> [Work request 1]: Translate into Spanish this sentence from the excerpt on colorectal peritoneal metastasis: "Actually, in the literature, there are a few works that consider rectal and colonic peritoneal metastasis treated with CRS and HIPEC, and in these papers, sample size of patients with PC of rectal origin is small."
> [Work request 2]:
Answer these questions from the excerpt on colorectal peritoneal metastasis:
(a) What was the median time to death from progression for colonic and for rectal patients?
(b) In what year did Verwaal and coll. publish their paper?
(c) How many patients with rectal metastasis did the paper by Da Silva and coll. consider?
> [Work request 3]: Write a continuation of the excerpt on colorectal peritoneal metastasis, starting after its last sentence.

> [Excerpt]:
Median time to death (TTD) calculated from progression was 23.31 months, with a significant difference (colonic 31.3 vs. rectal 14.0 months, p 0.0001), see Fig. 1 and Table 2.

Considering liver metastasis resection, it was not observed a significant difference in OS and DFS between patients who underwent liver resection as cytoreductive procedure, even though patients with liver metastases had a shorter OS and DFS (median OS 42.6 months for non-liver vs. 24.0 months for liver metastatic; 3-year survival rate 66% non-liver vs. 50% metastatic, p: ns; median DFS 19.26 months for non-liver and 18.0 months for liver metastatic, 3-year disease-free rate 7% for non-liver vs. 0% for liver metastatic, p: ns).

Conclusion

The aim of this paper is not to report a better survival in a selected subgroup of patients affected by PC of CRC origin that can be treated with CRS and HIPEC, as have already been published, but to stress the different behavior of rectal and colonic peritoneal metastasis in terms of survival [15,16,17].

Actually, in the literature, there are a few works that consider rectal and colonic peritoneal metastasis treated with CRS and HIPEC, and in these papers, sample size of patients with PC of rectal origin is small.

In 2003, Verwaal and coll. published a paper in which they analyzed survival in colorectal PC treated with CRS and HIPEC, reporting that rectal origin PC had a shorter median survival compared with colon one (16 vs. 21.6 months) [18].

Another paper published in 2006 by Da Silva and coll., considered 64 patients with colonic and 6 patients with rectal metastasis with optimal cytoreduction. Survival results were similar to what we found in our series, with a clear difference in terms of median survival (17 months for rectal vs. 35 months for colonic origin) [11].

> [Entries supplied]:

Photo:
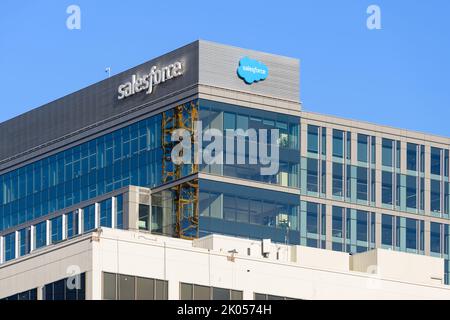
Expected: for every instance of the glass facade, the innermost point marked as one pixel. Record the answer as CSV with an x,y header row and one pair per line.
x,y
412,178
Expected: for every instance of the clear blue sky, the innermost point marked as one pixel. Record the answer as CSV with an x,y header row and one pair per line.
x,y
398,76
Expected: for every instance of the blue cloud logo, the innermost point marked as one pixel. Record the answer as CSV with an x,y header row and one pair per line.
x,y
251,70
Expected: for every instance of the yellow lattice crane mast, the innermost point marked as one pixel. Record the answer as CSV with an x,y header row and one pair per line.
x,y
185,195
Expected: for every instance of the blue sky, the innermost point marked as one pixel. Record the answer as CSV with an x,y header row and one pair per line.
x,y
398,76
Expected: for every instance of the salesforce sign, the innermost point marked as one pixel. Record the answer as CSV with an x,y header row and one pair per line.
x,y
150,80
251,70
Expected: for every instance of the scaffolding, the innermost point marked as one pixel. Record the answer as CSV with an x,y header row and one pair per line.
x,y
185,195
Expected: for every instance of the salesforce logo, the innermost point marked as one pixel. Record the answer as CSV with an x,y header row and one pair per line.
x,y
251,70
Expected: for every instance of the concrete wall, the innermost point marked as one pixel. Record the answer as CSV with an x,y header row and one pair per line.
x,y
176,260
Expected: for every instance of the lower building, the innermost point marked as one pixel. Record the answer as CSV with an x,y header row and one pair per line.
x,y
121,264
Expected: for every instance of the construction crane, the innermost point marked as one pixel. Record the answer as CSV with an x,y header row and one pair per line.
x,y
185,195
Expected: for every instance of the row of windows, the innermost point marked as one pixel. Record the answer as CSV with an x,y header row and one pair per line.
x,y
71,288
51,231
366,151
358,184
189,291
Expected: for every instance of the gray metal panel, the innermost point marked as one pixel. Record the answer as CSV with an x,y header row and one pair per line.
x,y
92,104
219,63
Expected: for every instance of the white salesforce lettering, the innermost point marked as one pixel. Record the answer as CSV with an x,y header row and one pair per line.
x,y
150,80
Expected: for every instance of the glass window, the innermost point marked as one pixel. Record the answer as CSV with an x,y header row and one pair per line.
x,y
220,294
56,225
186,291
338,179
109,286
106,213
313,138
435,196
411,234
387,230
411,156
89,218
24,241
126,287
145,289
361,183
337,225
72,224
202,292
312,217
324,141
362,147
338,143
411,192
435,161
10,246
144,217
386,187
312,178
386,155
361,226
435,237
41,234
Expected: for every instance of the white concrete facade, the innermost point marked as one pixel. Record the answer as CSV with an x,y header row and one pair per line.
x,y
232,263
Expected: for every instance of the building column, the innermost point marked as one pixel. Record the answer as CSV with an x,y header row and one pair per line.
x,y
113,212
64,226
48,232
427,237
2,249
80,221
329,227
32,238
96,215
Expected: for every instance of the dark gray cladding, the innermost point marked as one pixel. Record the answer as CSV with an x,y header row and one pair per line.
x,y
218,66
92,104
66,120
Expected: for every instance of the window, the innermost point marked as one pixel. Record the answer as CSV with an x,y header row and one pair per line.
x,y
313,139
435,237
337,225
26,295
338,143
338,179
386,187
106,213
411,192
89,218
72,224
361,226
41,234
312,178
411,234
435,161
10,246
144,217
263,296
387,225
435,196
386,155
73,288
126,287
56,228
361,183
411,156
362,147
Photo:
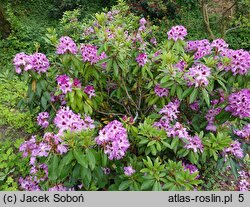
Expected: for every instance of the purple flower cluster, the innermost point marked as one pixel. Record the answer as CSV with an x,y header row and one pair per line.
x,y
129,170
191,168
42,119
238,103
198,75
176,129
22,62
113,137
66,45
50,143
60,98
244,133
89,53
170,110
177,32
142,59
194,106
235,149
219,44
243,182
90,91
66,119
142,22
60,187
39,173
194,143
210,116
55,142
29,184
64,83
240,61
181,65
159,91
37,62
40,63
200,47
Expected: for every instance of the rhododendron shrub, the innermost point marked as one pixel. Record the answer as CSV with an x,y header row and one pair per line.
x,y
123,111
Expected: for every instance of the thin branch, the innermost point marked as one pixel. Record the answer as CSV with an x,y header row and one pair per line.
x,y
111,113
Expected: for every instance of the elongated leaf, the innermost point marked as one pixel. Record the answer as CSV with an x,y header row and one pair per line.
x,y
53,168
193,95
91,159
206,96
81,159
125,184
146,185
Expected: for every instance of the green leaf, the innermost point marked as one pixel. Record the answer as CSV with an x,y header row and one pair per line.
x,y
147,184
179,92
2,176
65,161
173,89
44,103
233,167
206,96
193,95
174,144
157,186
125,184
53,168
151,143
91,159
81,159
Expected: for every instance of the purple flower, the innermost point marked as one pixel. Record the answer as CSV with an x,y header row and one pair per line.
x,y
90,91
28,146
42,119
42,150
220,44
129,170
142,21
240,61
39,62
244,133
66,119
191,168
142,59
235,149
63,81
66,45
113,137
238,103
194,106
89,53
153,41
171,110
101,57
201,48
106,170
198,75
22,62
181,65
161,91
58,187
61,149
177,32
29,184
77,83
210,116
194,143
243,185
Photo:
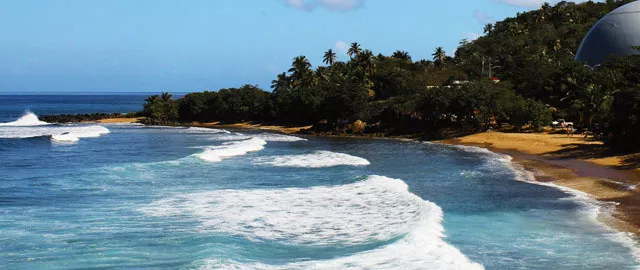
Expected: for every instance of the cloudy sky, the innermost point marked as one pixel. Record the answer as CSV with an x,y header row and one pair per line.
x,y
184,46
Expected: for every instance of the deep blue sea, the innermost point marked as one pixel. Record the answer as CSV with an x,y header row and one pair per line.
x,y
134,197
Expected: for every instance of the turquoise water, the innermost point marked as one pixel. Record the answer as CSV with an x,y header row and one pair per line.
x,y
135,197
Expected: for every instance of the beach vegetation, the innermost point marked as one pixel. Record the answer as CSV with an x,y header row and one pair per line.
x,y
520,73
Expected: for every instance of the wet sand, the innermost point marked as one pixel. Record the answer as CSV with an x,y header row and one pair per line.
x,y
574,162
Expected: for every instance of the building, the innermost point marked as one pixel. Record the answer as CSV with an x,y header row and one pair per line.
x,y
617,33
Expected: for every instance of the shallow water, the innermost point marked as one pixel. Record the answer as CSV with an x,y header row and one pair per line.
x,y
145,198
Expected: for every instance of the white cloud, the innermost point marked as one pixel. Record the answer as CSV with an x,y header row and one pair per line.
x,y
471,36
342,47
335,5
483,17
533,3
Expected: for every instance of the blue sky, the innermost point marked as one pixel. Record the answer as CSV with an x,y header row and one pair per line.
x,y
184,46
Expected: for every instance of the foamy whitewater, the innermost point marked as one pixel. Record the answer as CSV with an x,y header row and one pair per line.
x,y
318,159
231,149
199,198
378,209
29,126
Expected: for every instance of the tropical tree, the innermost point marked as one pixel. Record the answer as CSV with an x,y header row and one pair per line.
x,y
329,57
439,56
488,28
300,71
354,49
281,82
402,55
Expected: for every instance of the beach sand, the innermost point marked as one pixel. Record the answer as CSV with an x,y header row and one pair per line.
x,y
575,162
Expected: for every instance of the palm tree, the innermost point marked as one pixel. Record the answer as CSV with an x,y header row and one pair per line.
x,y
329,57
354,49
488,28
402,55
165,96
439,55
300,68
280,83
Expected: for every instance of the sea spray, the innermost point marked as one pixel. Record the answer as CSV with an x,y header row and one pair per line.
x,y
28,119
231,149
377,209
318,159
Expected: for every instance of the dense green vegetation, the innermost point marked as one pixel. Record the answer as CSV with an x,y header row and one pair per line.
x,y
532,54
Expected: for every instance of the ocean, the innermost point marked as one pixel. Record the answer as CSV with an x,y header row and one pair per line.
x,y
124,196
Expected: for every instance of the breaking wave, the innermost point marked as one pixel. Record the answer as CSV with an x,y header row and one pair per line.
x,y
231,149
318,159
29,126
378,209
28,119
269,137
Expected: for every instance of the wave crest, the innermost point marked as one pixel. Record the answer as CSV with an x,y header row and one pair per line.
x,y
28,119
318,159
369,211
269,137
231,149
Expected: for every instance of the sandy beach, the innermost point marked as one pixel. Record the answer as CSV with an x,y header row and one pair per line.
x,y
575,162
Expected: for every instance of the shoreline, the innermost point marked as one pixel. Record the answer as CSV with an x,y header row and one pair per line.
x,y
602,178
600,181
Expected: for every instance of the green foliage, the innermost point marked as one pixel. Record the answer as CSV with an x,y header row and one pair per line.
x,y
161,107
532,54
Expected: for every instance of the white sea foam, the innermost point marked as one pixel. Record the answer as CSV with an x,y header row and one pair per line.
x,y
376,209
593,209
318,159
269,137
231,149
73,134
200,130
28,126
28,119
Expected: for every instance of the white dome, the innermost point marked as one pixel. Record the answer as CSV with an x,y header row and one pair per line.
x,y
616,33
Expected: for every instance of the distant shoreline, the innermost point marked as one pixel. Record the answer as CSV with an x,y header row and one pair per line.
x,y
548,156
575,163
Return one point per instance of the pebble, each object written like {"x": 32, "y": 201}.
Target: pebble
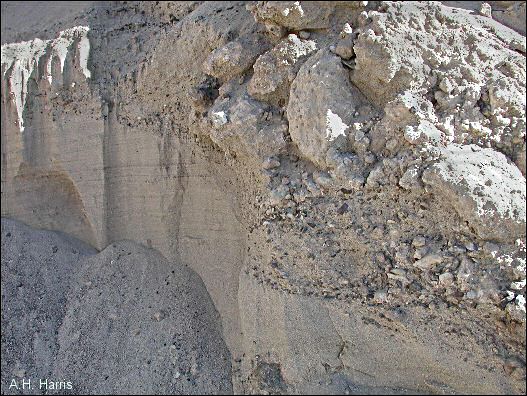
{"x": 159, "y": 316}
{"x": 446, "y": 279}
{"x": 322, "y": 179}
{"x": 419, "y": 241}
{"x": 270, "y": 163}
{"x": 344, "y": 48}
{"x": 420, "y": 253}
{"x": 486, "y": 10}
{"x": 380, "y": 296}
{"x": 343, "y": 209}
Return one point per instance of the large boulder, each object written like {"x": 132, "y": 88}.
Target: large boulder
{"x": 37, "y": 268}
{"x": 486, "y": 189}
{"x": 246, "y": 127}
{"x": 136, "y": 323}
{"x": 321, "y": 106}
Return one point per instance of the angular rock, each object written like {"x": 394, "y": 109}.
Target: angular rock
{"x": 485, "y": 188}
{"x": 239, "y": 126}
{"x": 275, "y": 70}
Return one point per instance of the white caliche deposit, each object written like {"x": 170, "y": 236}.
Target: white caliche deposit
{"x": 20, "y": 60}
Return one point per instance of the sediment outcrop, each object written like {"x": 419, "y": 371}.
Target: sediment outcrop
{"x": 347, "y": 178}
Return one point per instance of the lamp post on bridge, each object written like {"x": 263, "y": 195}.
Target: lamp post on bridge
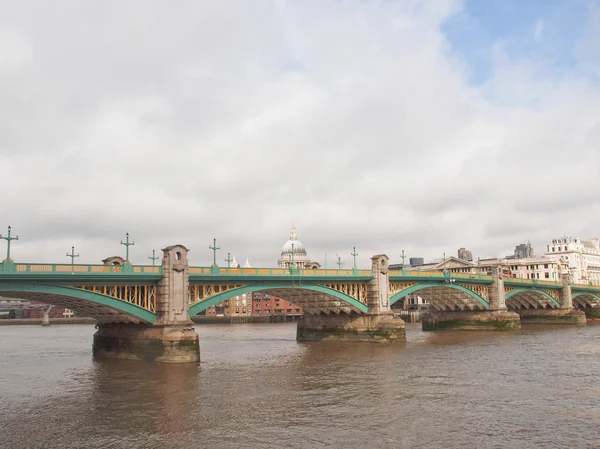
{"x": 292, "y": 266}
{"x": 214, "y": 268}
{"x": 154, "y": 258}
{"x": 354, "y": 254}
{"x": 339, "y": 262}
{"x": 72, "y": 256}
{"x": 229, "y": 260}
{"x": 444, "y": 259}
{"x": 214, "y": 249}
{"x": 8, "y": 240}
{"x": 403, "y": 257}
{"x": 127, "y": 244}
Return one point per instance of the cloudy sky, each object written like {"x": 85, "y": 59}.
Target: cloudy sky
{"x": 386, "y": 125}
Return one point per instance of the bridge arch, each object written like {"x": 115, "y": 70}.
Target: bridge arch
{"x": 313, "y": 292}
{"x": 586, "y": 300}
{"x": 105, "y": 309}
{"x": 523, "y": 298}
{"x": 457, "y": 302}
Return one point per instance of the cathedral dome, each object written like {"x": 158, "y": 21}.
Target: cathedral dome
{"x": 297, "y": 244}
{"x": 298, "y": 257}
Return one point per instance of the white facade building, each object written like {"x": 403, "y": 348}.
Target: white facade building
{"x": 294, "y": 250}
{"x": 582, "y": 257}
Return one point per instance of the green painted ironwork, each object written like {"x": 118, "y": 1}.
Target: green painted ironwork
{"x": 593, "y": 295}
{"x": 72, "y": 255}
{"x": 512, "y": 293}
{"x": 8, "y": 240}
{"x": 198, "y": 307}
{"x": 423, "y": 285}
{"x": 154, "y": 258}
{"x": 127, "y": 245}
{"x": 84, "y": 295}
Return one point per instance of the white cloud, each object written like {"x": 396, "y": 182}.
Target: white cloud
{"x": 538, "y": 30}
{"x": 182, "y": 122}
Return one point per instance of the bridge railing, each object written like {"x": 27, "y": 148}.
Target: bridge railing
{"x": 531, "y": 281}
{"x": 37, "y": 268}
{"x": 275, "y": 271}
{"x": 438, "y": 274}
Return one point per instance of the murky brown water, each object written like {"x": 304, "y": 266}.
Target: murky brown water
{"x": 258, "y": 388}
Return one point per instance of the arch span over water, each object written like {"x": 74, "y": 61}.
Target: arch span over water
{"x": 105, "y": 309}
{"x": 307, "y": 296}
{"x": 438, "y": 285}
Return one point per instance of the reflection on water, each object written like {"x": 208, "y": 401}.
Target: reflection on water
{"x": 258, "y": 388}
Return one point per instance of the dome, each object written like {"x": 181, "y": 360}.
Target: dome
{"x": 298, "y": 247}
{"x": 298, "y": 258}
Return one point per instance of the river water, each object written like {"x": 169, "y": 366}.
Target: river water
{"x": 257, "y": 388}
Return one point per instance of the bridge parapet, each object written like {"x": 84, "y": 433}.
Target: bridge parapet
{"x": 226, "y": 272}
{"x": 40, "y": 268}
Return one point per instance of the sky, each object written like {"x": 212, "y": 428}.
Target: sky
{"x": 413, "y": 125}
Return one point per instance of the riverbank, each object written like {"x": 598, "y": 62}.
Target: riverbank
{"x": 38, "y": 321}
{"x": 195, "y": 319}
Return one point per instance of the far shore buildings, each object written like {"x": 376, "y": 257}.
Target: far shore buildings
{"x": 580, "y": 258}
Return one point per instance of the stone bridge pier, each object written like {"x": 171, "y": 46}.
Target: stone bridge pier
{"x": 497, "y": 317}
{"x": 171, "y": 339}
{"x": 566, "y": 314}
{"x": 378, "y": 325}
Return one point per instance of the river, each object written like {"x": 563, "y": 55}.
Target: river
{"x": 257, "y": 388}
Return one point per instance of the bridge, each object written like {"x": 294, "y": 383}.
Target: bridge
{"x": 144, "y": 311}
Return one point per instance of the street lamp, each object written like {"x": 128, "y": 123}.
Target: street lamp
{"x": 8, "y": 239}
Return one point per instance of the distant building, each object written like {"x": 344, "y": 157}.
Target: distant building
{"x": 465, "y": 254}
{"x": 582, "y": 258}
{"x": 260, "y": 304}
{"x": 294, "y": 250}
{"x": 523, "y": 251}
{"x": 416, "y": 261}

> [Written answer 1]: De hecho, en la literatura hay algunos trabajos que consideran la metástasis peritoneal rectal y colónica tratada con CRS y HIPEC, y en estos artículos el tamaño de la muestra de pacientes con PC de origen rectal es pequeño.

> [Written answer 2]:
(a) 31.3 months for colonic and 14.0 months for rectal patients.
(b) 2003.
(c) 6.

> [Written answer 3]:
Conversely, a more recent work by Votanopoulos and coll. published in 2013, did not reported a marked difference in overall survival and disease-free survival according to PC origin. Sample size of this paper is larger than previous ones (13 patients in the rectal group, 204 in colonic). Authors reported a similar median survival between the two groups of 14.3 months for rectal origin and 17 months for colonic. The lack of difference between rectal and colon PC and the low median survival for colonic origin, can be explained considering that the reported rate of suboptimal cytoreduction, could mask PC origin effect on survival (49% of patients with colonic origin and 46% with rectal origin had a R2 resection) [13].

Some theories have been proposed to explain this difference in terms of survival for PC of rectal origin. One relates rectal worst prognosis to primary tumor resection, since it makes pelvic peritonectomy more difficult and enhances rectal cancer cell entrapment in pelvic wall [19]. Another proposed theory suggests that rectal cancer cells of peritoneal metastasis have to be biologically more aggressive, since they have to gain capability of perforating rectal wall that is thicker than the colon wall. At the moment, there is no defined explanation for this finding [11].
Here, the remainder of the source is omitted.